**** Texto proporcionado

“La verdadera parte demandante en el estrado es la civilización”, declaró el fiscal estadounidense Robert Jackson cuando comenzaron los juicios de Núremberg en noviembre de 1945. Frente a él, en el banquillo de los acusados, se encontraban los artífices y ejecutores del Holocausto y de otros innumerables crímenes del régimen nazi, entre ellos Hermann Goering, jefe de la Luftwaffe y del rearme nazi; Hans Frank, que había tratado a Polonia como su feudo personal y había adquirido el apodo de “el carnicero de Cracovia” y Hans Sauckel, que había organizado el programa nazi de trabajo esclavo, entre otros.
Casi un año después de ese día, el 16 de octubre de 1946 se ejecutó una sentencia histórica, que estableció un registro irrefutable y detallado de los crímenes del régimen nazi, como el holocausto. Esa madrugada, 10 jerarcas nazis fueron ahorcados en el gimnasio de la prisión. Debían ser 11 pero Goering, supuesto sucesor de Hitler, se había suicidado horas antes tragándose una cápsula de cianuro.
Todos los cuerpos, incluido el de Goering, fueron incinerados y sus cenizas esparcidas en un afluente del río Isar, para evitar que sus tumbas se convirtieran en lugares de reunión.
A casi 75 años de esa histórica sentencia, los juicios son ampliamente celebrados como un triunfo de la ley sobre el mal y como un importante punto de inflexión en la historia del derecho, ya que el tratamiento de los crímenes de los nazis allanó el camino de la justicia en la comunidad internacional en general y la creación de la Corte Penal Internacional en particular.
Todo empezó poco antes de la rendición, cuando la caída del nazismo era ya inevitable y los vencedores comenzaron a discutir qué hacer con los vencidos.
Para Winston Churchill y Anthny Eden, su ministro de Asuntos Exteriores, debía detenerse a la mayor cantidad de jerarcas posibles, someterlos a un juicio sumarísimo en el lugar en el que fueran encontrados y ejecutarlos dentro de las seis horas siguientes. El dictador soviético Stalin también buscaba ejecutarlos, pero conocía muy bien el valor propagandístico de un juicio… “Después de innumerables padecimientos, el estado de ánimo en Europa era mayoritariamente favorable a la aplicación sumaria y sin contemplaciones de una justicia del vencedor”, aseguró Rodrigo Brunori en su artículo sobre el Juicio en la revista Muy interesante. Pero la protesta de la opinión pública estadounidense, una vez que se filtraron estos planes, fue un factor importante para allanar el camino hacia Núremberg.
En lugar de los fusilamientos masivos, se revivió una vieja idea de la Primera Guerra Mundial. El tratado de Versalles había obligado a Alemania a entregar al káiser Guillermo II y a cientos de oficiales de alto rango a un tribunal internacional para ser juzgados por crímenes de guerra. Pero el káiser huyó a Holanda y el gobierno alemán se negó a entregar a ningún oficial o político. Esta vez, sin embargo, Alemania estaba completamente ocupada y no podía resistirse, así que los juicios siguieron adelante.

********
**** Entradas de datos

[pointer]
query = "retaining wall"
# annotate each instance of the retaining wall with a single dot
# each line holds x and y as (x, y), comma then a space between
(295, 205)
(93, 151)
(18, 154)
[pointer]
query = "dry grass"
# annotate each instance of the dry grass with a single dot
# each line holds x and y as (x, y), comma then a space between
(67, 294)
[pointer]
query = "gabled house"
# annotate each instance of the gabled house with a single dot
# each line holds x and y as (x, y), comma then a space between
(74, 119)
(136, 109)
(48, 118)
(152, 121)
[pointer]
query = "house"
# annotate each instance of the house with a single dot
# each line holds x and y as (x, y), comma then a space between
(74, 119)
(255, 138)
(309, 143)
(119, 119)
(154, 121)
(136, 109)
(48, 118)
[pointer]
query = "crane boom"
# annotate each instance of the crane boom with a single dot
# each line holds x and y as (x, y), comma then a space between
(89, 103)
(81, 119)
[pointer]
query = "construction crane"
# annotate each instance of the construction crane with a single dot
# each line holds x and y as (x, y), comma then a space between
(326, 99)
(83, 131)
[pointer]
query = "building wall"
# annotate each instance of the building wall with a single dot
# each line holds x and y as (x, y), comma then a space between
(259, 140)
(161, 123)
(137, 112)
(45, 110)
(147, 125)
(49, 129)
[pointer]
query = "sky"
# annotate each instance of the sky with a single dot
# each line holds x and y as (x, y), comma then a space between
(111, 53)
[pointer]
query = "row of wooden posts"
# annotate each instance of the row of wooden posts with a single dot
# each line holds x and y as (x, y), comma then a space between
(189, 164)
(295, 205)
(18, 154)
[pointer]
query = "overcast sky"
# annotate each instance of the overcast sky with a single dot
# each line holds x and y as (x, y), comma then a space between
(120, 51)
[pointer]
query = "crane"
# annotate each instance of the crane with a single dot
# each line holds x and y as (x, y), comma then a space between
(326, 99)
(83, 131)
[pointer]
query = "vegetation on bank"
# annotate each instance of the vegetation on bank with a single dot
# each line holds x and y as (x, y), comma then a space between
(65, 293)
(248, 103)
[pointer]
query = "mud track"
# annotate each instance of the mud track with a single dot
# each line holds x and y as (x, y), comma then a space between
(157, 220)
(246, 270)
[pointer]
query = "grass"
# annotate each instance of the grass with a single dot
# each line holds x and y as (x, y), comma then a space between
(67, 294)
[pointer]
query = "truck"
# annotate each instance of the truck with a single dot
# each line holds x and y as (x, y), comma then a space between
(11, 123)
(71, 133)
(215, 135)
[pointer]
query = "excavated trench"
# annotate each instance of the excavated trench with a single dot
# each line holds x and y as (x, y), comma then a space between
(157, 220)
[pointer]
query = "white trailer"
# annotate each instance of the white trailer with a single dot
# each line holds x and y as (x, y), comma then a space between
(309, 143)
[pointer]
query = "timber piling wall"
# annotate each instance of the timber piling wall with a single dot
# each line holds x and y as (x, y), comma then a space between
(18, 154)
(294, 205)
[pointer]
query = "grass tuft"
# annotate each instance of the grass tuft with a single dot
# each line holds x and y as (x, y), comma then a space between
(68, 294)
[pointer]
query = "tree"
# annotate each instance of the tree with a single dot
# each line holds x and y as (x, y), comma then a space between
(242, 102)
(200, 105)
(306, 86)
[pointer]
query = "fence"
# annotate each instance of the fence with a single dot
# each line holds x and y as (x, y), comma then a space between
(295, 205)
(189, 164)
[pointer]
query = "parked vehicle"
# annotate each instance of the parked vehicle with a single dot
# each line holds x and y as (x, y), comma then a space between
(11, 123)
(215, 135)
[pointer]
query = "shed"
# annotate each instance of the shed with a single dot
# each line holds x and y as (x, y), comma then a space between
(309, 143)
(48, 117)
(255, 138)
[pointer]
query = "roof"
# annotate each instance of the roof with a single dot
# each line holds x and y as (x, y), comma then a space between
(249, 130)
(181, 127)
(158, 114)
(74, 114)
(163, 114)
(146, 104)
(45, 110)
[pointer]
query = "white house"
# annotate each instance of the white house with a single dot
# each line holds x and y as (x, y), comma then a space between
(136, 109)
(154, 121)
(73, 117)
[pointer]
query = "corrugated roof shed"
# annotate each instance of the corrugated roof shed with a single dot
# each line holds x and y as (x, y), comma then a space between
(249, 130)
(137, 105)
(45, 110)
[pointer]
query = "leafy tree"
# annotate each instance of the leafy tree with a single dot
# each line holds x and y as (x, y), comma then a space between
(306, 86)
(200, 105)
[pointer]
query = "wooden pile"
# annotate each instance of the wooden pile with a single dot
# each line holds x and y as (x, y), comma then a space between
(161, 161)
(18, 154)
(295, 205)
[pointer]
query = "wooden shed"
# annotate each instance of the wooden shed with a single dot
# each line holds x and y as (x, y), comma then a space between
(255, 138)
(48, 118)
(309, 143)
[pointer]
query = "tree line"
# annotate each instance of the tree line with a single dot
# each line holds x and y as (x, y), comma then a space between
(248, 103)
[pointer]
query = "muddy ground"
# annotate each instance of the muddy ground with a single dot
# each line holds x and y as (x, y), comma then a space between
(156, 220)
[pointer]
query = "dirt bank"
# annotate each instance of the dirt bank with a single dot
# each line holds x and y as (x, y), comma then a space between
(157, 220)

********

## Sobre el ejercicio:
Prosigue el texto sobre los juicios de Núremberg a partir de su última oración.

## Respuesta:
La legalidad de los juicios suscitó críticas y dudas desde el primer momento. Quizá era inevitable, explica Brunori, puesto que era la primera vez que se planteaba una operación de semejante alcance. En el pasado se habían castigado crímenes de guerra, pero limitándose siempre a los ejecutores materiales, como soldados rasos u oficiales de baja graduación. Nunca se habían sentado en el banquillo los más altos responsables políticos, militares y civiles, como ocurrió en el juicio principal de Núremberg. Tampoco se había juzgado nunca el hecho mismo de iniciar una guerra de agresión ni la violación de tratados internacionales. “La guerra era un hecho normal entre estados. A los vencidos se les exigía el pago de cuantiosas reparaciones que hundían a sus poblaciones en la miseria, pero los responsables de haber iniciado el conflicto se beneficiaban de una especie de amnistía tácita”.
Otra de las críticas, añade Brunori, era que, efectivamente, se trató de una justicia del vencedor, puesto que aplicaba solo a Alemania unos cargos que podrían haberse esgrimido contra los propios aliados: los crímenes contra la humanidad de Stalin eran de sobra conocidos – purgas, genocidio en Ucrania, deportaciones masivas-, así como los que cometió contra la paz -invasión de Polonia acordada en el Pacto Ribbentrop-Molotov de 1939; invasiones de Finlandia y los Estados Bálticos. También encajaban en el capítulo de crímenes de guerra los bombardeos aliados de ciudades alemanas – Hamburgo, Dresde y otras-, en los que murieron cientos de miles de civiles y que se mantuvieron en el tiempo con el fin de aterrorizar a la población, por más que no hubiera objetivos militares. De hecho, este motivo llevó a los aliados a abstenerse prudentemente de incluir los bombardeos alemanes entre las acusaciones.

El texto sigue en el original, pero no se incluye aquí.